What you need to do: Return each line of the data below that contains the string "pole".

Annotated photo localization data
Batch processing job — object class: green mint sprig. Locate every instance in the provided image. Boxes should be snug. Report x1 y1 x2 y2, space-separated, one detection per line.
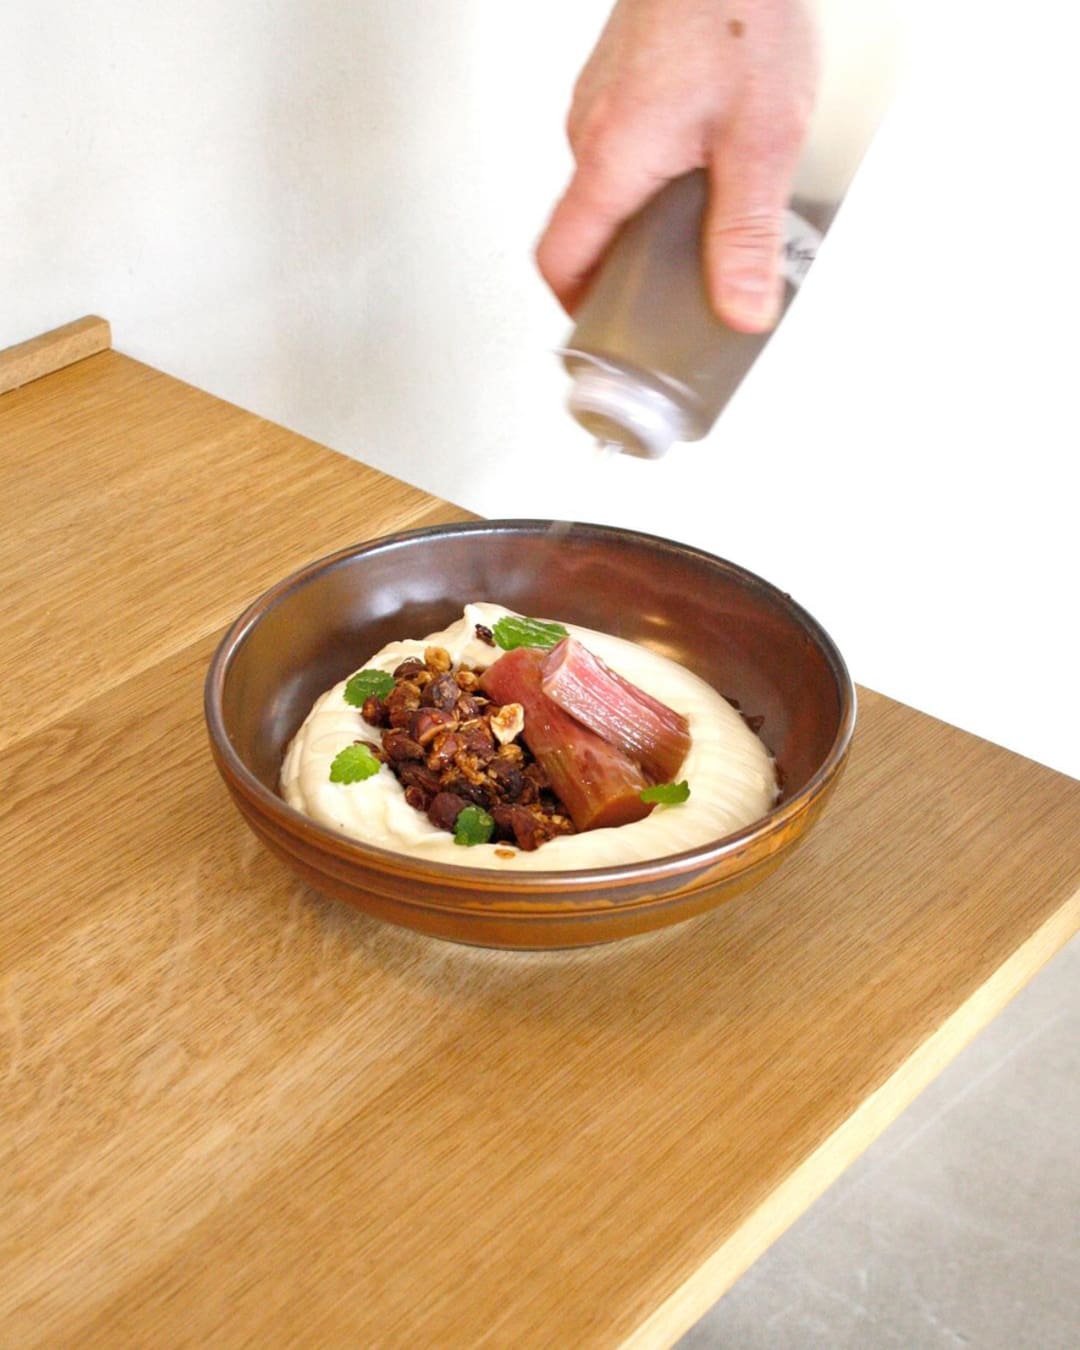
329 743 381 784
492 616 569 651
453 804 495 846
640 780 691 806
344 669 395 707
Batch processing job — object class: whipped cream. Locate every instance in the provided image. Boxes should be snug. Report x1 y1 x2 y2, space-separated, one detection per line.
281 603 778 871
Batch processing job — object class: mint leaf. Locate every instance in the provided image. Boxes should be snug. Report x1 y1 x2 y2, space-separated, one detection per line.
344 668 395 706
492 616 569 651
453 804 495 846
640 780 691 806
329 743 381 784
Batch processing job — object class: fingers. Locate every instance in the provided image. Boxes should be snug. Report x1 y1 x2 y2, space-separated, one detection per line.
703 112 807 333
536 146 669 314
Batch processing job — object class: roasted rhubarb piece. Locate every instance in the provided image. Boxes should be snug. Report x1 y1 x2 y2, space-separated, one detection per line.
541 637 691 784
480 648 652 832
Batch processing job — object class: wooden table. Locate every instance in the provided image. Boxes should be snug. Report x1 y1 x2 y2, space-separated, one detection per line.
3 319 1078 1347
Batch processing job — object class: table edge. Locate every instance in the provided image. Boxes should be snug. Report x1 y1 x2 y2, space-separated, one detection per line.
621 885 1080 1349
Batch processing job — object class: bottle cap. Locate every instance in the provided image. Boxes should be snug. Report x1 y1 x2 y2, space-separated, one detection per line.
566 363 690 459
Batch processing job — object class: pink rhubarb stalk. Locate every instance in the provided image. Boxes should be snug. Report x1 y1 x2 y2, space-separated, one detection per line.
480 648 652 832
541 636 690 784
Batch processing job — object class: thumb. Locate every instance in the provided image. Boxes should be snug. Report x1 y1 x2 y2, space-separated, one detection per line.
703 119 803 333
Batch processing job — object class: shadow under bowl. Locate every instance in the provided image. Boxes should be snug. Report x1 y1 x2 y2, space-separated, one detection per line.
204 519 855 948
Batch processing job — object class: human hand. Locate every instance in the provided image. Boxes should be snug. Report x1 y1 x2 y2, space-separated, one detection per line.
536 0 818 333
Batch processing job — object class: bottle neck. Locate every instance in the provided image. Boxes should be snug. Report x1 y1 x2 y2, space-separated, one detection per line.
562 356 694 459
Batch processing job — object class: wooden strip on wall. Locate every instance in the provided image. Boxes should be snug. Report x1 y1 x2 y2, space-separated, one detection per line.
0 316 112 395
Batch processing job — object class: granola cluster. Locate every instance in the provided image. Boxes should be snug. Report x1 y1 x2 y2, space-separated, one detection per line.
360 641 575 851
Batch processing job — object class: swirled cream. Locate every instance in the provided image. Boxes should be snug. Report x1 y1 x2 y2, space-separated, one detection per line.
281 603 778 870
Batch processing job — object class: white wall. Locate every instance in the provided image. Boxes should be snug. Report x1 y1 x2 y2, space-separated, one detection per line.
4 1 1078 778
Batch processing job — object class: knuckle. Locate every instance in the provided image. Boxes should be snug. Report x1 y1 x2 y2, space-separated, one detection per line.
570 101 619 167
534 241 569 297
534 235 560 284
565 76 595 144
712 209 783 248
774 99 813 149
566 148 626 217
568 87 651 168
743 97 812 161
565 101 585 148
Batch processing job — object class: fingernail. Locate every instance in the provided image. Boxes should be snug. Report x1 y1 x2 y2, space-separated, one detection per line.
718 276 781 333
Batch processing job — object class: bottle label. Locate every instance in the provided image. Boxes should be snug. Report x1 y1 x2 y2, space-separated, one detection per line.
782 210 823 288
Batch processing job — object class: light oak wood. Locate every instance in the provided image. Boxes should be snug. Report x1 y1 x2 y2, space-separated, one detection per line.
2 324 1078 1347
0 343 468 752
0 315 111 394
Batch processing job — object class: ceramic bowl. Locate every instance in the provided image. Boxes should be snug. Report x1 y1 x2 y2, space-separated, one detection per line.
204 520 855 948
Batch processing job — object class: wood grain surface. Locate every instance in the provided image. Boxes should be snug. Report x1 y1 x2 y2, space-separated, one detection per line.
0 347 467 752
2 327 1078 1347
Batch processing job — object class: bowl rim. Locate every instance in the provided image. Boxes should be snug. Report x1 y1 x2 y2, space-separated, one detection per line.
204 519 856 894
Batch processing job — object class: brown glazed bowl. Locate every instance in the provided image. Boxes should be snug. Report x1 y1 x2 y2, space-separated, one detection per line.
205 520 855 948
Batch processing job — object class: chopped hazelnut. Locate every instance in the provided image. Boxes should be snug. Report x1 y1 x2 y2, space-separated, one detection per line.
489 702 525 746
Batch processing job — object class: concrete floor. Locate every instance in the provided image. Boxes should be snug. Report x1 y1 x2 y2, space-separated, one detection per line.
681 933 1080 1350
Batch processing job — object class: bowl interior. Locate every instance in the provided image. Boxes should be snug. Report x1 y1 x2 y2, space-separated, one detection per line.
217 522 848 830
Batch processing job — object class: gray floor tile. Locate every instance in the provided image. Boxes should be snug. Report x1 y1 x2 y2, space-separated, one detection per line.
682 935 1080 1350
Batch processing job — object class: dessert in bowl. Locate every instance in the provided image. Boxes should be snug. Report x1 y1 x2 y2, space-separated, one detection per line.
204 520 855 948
==
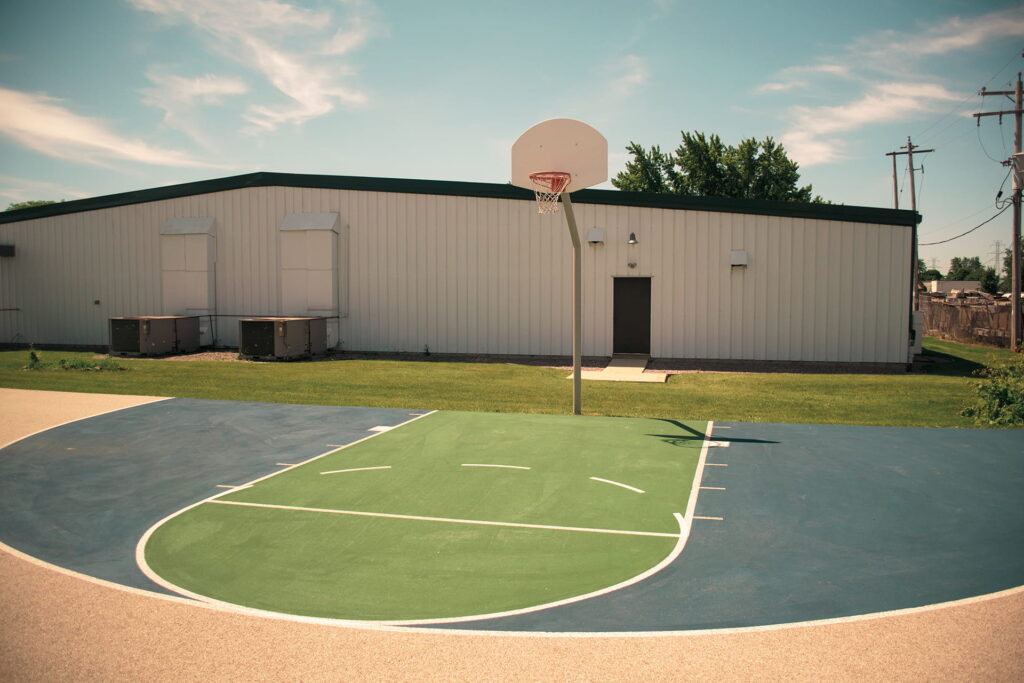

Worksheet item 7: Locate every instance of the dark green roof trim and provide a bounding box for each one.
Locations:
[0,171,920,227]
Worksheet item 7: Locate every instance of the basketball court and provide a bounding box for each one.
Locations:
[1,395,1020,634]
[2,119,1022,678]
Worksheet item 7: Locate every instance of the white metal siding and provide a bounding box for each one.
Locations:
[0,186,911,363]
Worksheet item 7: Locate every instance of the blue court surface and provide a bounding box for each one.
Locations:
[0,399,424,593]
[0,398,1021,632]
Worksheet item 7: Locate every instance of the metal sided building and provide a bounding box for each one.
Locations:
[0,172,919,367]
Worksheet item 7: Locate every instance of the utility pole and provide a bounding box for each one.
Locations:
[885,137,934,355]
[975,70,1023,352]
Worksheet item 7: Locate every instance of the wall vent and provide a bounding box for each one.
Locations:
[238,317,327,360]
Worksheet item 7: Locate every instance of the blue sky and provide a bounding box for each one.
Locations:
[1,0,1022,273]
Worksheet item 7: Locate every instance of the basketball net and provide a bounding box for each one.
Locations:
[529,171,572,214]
---
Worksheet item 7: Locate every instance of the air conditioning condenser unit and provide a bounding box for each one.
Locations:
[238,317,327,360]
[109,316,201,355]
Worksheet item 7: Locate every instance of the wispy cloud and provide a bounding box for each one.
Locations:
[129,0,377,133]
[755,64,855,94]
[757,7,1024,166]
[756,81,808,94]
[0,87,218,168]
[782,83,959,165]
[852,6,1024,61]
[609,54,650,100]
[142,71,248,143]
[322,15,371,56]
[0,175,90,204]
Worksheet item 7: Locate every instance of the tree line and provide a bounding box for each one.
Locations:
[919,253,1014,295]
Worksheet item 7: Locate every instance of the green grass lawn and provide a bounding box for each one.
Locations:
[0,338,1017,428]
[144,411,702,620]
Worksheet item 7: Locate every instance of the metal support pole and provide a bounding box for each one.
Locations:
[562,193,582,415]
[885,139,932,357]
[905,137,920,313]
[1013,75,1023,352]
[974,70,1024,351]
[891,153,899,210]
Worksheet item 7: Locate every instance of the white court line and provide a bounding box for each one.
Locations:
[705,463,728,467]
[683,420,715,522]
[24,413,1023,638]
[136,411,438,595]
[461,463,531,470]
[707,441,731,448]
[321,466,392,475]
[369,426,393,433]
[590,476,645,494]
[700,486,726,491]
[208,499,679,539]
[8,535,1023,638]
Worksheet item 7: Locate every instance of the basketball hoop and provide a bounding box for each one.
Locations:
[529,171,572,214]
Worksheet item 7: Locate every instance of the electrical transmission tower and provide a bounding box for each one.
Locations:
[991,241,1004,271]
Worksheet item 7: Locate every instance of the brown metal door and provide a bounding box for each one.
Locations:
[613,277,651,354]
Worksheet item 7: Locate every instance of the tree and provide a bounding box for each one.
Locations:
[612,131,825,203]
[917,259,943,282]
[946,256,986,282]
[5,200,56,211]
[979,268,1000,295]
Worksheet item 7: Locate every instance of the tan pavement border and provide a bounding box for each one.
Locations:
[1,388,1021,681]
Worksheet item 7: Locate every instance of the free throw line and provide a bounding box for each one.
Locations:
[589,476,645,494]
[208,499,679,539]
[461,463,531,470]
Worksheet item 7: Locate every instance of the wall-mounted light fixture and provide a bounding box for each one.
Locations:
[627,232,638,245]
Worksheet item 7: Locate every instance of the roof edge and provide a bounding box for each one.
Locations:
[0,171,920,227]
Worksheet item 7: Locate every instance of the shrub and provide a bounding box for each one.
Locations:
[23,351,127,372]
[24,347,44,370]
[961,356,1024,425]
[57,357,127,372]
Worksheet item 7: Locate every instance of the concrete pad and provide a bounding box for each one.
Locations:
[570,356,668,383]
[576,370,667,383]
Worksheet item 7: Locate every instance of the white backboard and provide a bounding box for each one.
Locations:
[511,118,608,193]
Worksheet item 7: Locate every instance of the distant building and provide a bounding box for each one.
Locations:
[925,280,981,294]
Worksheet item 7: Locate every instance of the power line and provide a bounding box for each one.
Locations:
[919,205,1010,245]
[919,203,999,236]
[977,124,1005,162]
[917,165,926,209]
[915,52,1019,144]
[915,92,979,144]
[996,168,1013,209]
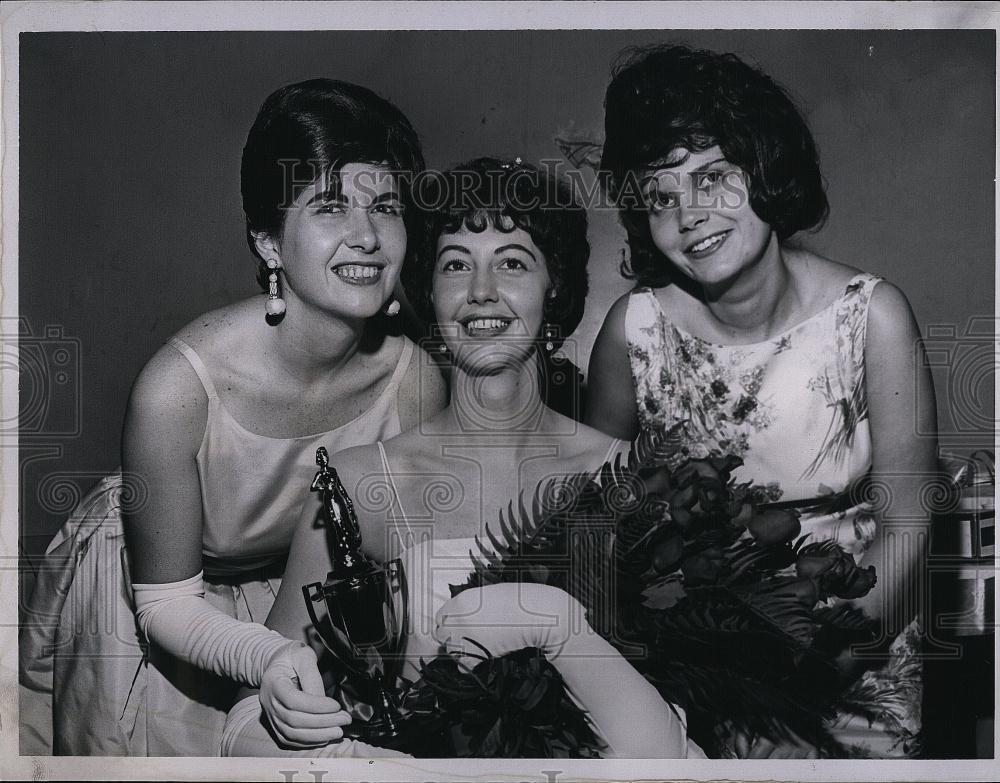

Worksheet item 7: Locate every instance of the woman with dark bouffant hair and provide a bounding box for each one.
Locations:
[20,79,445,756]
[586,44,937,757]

Answer area:
Worksheet item 7: Locate every instance of the utility pole and provide a bounding box for each one.
Worksheet item 7: Locate every instance of the metal support pole and provide a bounding box for each one.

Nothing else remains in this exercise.